**Records to use**.
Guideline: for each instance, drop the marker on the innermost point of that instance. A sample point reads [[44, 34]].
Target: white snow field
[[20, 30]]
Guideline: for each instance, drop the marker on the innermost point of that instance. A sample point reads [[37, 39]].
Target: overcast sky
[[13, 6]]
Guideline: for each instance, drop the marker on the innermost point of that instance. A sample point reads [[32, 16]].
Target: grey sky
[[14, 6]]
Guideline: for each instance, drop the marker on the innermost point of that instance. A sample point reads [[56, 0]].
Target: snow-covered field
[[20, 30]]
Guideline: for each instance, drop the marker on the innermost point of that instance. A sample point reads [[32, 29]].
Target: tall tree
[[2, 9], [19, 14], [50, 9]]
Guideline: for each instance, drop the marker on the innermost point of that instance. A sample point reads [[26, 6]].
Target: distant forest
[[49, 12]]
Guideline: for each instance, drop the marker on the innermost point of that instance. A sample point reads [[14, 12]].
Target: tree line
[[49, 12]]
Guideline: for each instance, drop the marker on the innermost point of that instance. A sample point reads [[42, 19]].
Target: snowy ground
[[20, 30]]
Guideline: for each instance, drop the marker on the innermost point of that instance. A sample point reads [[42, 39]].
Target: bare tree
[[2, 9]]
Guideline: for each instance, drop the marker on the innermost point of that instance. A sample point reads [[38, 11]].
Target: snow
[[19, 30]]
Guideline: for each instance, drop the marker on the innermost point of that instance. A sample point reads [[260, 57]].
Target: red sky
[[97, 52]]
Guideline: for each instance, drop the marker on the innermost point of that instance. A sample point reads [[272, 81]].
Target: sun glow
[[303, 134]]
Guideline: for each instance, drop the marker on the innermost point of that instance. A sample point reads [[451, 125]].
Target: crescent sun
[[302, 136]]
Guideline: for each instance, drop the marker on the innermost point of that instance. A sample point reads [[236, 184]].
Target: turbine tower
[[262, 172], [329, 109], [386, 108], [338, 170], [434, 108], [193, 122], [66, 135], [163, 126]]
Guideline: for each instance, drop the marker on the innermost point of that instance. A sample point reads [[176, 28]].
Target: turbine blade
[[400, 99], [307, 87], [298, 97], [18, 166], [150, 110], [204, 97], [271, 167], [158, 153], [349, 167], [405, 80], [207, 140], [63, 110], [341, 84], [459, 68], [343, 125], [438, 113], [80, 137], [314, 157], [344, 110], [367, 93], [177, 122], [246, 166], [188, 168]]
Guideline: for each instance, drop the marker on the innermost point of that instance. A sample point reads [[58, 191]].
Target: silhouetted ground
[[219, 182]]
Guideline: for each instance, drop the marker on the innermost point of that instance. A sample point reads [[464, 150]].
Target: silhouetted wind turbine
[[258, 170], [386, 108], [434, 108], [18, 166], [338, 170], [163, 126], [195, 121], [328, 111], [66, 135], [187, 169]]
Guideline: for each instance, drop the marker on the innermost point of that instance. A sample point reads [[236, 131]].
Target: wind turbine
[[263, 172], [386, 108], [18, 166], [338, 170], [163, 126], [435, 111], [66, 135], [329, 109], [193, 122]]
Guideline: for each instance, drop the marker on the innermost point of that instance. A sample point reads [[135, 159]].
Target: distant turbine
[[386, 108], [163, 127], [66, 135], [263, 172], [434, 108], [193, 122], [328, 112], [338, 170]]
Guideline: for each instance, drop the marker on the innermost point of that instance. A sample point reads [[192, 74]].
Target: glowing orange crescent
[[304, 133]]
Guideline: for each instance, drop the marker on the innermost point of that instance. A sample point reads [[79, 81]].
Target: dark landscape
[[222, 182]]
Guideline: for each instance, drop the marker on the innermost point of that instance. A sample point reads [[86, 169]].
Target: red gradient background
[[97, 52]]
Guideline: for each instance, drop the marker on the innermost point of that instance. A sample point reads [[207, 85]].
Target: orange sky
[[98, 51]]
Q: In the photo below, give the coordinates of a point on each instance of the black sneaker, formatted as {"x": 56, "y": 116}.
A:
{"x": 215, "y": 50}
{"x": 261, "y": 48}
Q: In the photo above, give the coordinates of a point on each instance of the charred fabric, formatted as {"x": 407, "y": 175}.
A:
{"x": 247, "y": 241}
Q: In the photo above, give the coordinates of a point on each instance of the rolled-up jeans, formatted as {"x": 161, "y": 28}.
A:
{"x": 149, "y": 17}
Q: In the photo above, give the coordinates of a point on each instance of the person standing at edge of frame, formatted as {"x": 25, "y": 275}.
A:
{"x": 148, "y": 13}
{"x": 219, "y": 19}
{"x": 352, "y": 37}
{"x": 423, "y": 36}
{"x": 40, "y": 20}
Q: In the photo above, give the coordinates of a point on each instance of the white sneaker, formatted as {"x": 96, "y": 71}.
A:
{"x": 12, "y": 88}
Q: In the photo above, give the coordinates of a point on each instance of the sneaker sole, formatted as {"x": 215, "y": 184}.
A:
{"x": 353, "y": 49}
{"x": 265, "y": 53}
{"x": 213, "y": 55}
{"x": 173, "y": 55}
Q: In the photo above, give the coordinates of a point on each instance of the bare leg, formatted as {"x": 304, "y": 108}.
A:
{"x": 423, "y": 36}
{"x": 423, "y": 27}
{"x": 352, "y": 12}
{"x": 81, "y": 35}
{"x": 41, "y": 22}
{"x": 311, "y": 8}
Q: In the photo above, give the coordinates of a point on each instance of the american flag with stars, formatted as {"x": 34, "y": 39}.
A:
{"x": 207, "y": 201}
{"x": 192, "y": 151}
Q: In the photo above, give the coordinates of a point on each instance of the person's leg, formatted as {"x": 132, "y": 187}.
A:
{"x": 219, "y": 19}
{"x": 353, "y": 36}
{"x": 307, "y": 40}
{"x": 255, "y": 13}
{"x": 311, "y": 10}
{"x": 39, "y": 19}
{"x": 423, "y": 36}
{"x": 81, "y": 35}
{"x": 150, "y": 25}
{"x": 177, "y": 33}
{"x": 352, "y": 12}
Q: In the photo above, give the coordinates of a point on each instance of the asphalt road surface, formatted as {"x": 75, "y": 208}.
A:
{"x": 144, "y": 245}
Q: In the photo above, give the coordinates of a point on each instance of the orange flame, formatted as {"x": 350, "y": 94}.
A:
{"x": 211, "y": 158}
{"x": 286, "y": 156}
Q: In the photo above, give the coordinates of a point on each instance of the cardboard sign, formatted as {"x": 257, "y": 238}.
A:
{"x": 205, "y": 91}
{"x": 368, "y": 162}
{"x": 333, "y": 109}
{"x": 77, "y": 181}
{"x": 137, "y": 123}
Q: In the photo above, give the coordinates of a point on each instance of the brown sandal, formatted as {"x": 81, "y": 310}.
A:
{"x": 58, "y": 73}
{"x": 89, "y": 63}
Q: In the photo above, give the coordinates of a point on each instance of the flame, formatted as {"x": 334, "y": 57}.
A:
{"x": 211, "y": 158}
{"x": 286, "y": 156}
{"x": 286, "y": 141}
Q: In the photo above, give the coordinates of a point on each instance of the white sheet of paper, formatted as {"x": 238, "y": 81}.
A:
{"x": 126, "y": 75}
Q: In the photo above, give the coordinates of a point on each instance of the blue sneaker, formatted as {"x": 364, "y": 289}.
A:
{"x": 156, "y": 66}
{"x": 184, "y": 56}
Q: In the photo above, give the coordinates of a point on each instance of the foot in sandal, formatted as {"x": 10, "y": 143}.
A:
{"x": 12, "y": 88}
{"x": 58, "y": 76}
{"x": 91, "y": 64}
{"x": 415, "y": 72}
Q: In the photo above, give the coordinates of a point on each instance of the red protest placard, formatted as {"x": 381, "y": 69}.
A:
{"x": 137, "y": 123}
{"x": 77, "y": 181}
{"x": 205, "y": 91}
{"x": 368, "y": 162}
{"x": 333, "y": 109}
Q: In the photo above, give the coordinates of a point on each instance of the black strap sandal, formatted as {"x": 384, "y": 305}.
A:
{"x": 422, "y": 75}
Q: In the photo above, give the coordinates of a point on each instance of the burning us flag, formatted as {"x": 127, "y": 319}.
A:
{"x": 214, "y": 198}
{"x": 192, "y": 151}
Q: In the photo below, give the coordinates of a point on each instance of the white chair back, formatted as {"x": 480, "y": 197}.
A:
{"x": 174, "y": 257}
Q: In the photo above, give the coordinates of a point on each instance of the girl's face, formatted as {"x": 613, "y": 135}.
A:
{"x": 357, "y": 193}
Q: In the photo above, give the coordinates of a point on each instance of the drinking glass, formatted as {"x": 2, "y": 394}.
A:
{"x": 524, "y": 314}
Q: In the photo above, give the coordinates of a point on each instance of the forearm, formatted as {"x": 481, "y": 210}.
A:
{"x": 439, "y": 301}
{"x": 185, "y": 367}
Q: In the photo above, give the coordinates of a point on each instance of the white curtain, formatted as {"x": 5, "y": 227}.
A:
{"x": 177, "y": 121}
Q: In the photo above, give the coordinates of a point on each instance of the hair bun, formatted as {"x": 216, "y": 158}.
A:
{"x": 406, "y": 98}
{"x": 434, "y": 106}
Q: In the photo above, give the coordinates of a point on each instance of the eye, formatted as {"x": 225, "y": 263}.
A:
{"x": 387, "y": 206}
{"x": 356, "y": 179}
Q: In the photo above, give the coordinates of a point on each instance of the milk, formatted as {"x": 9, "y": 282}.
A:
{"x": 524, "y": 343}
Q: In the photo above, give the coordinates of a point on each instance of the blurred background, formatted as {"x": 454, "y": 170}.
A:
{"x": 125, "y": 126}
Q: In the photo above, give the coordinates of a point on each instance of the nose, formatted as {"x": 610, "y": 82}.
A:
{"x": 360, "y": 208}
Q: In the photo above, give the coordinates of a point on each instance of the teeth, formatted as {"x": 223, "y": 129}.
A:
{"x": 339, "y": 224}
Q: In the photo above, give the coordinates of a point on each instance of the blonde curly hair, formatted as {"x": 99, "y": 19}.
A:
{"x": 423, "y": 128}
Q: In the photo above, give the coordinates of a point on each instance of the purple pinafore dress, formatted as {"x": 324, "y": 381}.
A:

**Task statement**.
Repeat only the stretch of lines that opens with the line containing "the black strap" and closes with the final line of the entries, both included, exactly as written.

**Answer to the problem**.
Q: In the photo above, give the coordinates of a point on each instance of the black strap sandal, formatted as {"x": 384, "y": 305}.
A:
{"x": 422, "y": 75}
Q: In the photo above, give the coordinates of a point on each instance of the burning us flag, formatted as {"x": 127, "y": 319}.
A:
{"x": 214, "y": 198}
{"x": 192, "y": 151}
Q: In the photo below, give the coordinates of a point on each instance of the white chair back, formatted as {"x": 480, "y": 197}.
A:
{"x": 174, "y": 257}
Q: In the photo above, give the coordinates of a point on each instance of the girl's face, formatted as {"x": 613, "y": 135}.
A:
{"x": 357, "y": 193}
Q: In the photo above, give the coordinates of a point on each instance of the drinking glass, formatted as {"x": 2, "y": 394}.
A:
{"x": 524, "y": 314}
Q: In the photo above, give the coordinates of a point on each instance of the forearm, formatted as {"x": 481, "y": 210}.
A:
{"x": 439, "y": 301}
{"x": 185, "y": 367}
Q: In the photo above, give the coordinates of a point on each instance of the white curtain, formatted as {"x": 5, "y": 227}.
A:
{"x": 177, "y": 121}
Q: In the photo above, give the coordinates of a point on each instance of the hair bun, formatted as {"x": 216, "y": 158}.
A:
{"x": 406, "y": 98}
{"x": 434, "y": 106}
Q: In the photo above, give the coordinates of a point on each instance of the eye, formatted as {"x": 225, "y": 263}.
A:
{"x": 387, "y": 206}
{"x": 356, "y": 179}
Q: In the photo above, give the coordinates of a point on each instance of the milk, formatted as {"x": 9, "y": 282}.
A:
{"x": 524, "y": 343}
Q: In the photo above, give the coordinates of a point on each instance of the blurred background, formatted as {"x": 454, "y": 170}.
A:
{"x": 125, "y": 126}
Q: In the photo above, give the coordinates of a point on each instance of the nose, formatted as {"x": 610, "y": 82}.
A:
{"x": 360, "y": 208}
Q: In the photo above, give the coordinates of a point on each instance of the teeth, formatted as {"x": 223, "y": 129}.
A:
{"x": 339, "y": 224}
Q: In the photo above, give the coordinates of a point on each instance of the blonde curly hair, formatted as {"x": 99, "y": 19}.
A:
{"x": 423, "y": 128}
Q: In the photo above, give the coordinates of a point on each instance of the purple pinafore dress, formatted as {"x": 324, "y": 381}.
A:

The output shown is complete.